C’est toujours un moment qui fait sourire, cette annonce des fameux sondages. Avez-vous remarqué que toutes les stations sont toujours fières d’être premières, loin devant leurs compétiteurs? Je me devais d’aborder la question. “Ah, c’est difficile à comprendre! Ce sont des catégories d’âges, des parts de marché, etc. Tu peux être #1 chez une femme 25-54 ans, être #6 chez un homme 25-54 ans, bref, tu peux être ce que tu veux!”, ajoute Joanne Boivin. “Il y a les heures d’écoute aussi. Si ton auditeur t’écoute 10 heures dans la semaine, ça peut valoir davantage que son compétiteur qui est plus fort dans le 25-54 ans, mais qui est écouté que 3 heures par semaine. C’est subtil!”
L’avenir passe par le local
C’est ce qu’elle a affirmé en entrevue, en 2015. “Je le dis encore! Ce que les gens veulent savoir, ils le savent dans la seconde et sur toutes les plateformes. Ce que tu ne sais pas, par contre, c’est qu’à Neuville, il y a une fête des voisins et je peux les saluer. Toute la gang va se passer le mot et ils seront tous à l’écoute. C’est par ce qui se passe vraiment près de nous qu’on va rester fort”, ajoute celle qui est particulièrement fière de constater la qualité de la radio qui se fait à Québec.

**Extraits des entrées:**
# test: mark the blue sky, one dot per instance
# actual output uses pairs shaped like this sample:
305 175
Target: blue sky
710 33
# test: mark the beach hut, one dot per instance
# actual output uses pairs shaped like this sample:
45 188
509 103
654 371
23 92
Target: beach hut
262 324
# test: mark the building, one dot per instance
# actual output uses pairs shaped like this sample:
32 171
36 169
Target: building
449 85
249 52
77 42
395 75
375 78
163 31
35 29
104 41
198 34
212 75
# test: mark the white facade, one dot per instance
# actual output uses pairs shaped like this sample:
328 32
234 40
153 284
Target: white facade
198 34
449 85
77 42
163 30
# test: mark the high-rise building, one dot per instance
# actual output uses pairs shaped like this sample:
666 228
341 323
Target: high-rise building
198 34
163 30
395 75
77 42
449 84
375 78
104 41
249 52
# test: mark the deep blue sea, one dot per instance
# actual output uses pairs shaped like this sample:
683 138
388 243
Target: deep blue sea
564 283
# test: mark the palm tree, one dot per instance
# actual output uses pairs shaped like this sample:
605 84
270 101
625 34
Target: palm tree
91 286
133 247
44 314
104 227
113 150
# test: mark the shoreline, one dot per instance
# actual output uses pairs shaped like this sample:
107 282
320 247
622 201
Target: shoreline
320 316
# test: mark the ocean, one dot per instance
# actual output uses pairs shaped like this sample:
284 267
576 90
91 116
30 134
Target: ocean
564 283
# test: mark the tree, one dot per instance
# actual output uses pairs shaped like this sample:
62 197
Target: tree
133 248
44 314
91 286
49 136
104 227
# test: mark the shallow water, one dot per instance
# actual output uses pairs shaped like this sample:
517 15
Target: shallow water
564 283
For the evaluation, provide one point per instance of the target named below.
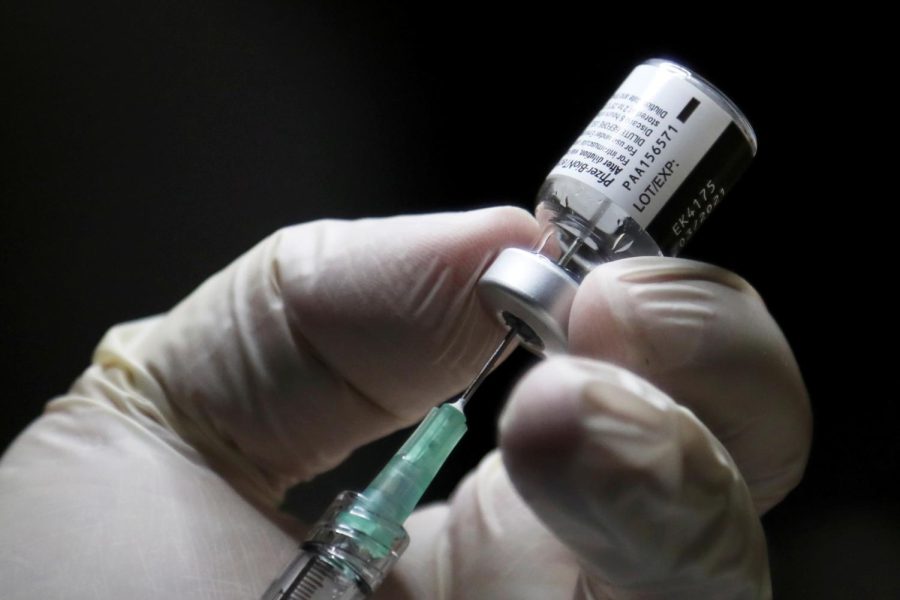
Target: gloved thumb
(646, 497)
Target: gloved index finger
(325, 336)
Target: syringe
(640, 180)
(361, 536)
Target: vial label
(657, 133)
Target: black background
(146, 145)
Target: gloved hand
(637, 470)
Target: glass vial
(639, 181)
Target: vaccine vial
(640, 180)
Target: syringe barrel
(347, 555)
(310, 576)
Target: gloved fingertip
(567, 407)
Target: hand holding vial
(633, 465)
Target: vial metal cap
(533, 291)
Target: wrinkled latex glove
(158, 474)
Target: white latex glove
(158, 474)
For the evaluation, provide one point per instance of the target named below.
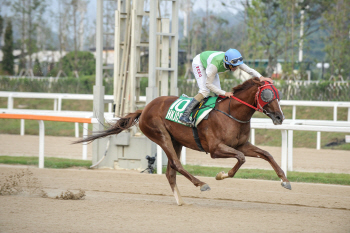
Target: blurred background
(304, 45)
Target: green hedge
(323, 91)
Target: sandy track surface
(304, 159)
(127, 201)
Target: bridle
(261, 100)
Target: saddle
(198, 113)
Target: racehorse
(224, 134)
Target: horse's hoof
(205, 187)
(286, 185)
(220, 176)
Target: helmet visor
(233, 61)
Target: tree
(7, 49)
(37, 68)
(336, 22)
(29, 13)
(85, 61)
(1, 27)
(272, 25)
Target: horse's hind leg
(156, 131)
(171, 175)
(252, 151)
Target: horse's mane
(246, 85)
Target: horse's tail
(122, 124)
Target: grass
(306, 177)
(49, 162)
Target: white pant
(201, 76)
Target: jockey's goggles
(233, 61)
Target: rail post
---
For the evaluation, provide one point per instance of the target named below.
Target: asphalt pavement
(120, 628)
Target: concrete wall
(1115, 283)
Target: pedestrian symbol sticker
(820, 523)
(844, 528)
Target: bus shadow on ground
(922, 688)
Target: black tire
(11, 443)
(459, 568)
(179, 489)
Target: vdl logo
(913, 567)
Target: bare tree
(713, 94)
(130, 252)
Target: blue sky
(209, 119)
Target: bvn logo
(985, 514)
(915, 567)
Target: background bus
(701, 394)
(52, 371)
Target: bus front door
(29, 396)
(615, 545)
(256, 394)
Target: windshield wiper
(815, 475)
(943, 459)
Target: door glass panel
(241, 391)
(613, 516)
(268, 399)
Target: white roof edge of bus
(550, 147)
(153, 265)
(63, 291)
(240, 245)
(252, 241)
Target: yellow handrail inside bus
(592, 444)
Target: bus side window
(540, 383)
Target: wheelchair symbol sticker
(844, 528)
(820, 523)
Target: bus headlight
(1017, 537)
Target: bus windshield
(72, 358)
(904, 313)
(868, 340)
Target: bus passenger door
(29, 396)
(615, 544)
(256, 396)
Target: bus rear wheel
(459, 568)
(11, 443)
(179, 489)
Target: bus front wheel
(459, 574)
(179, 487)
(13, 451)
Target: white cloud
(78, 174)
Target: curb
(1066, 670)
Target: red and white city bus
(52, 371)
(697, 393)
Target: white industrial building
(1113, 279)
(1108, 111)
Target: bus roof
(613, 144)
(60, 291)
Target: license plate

**Énoncé:** D'après l'extrait sur les sondages radio, en quelle année Joanne Boivin a-t-elle déclaré en entrevue que l'avenir passe par le local ? Les entrées ne sont d'aucune utilité pour cet exercice.

**Corrigé:** En 2015.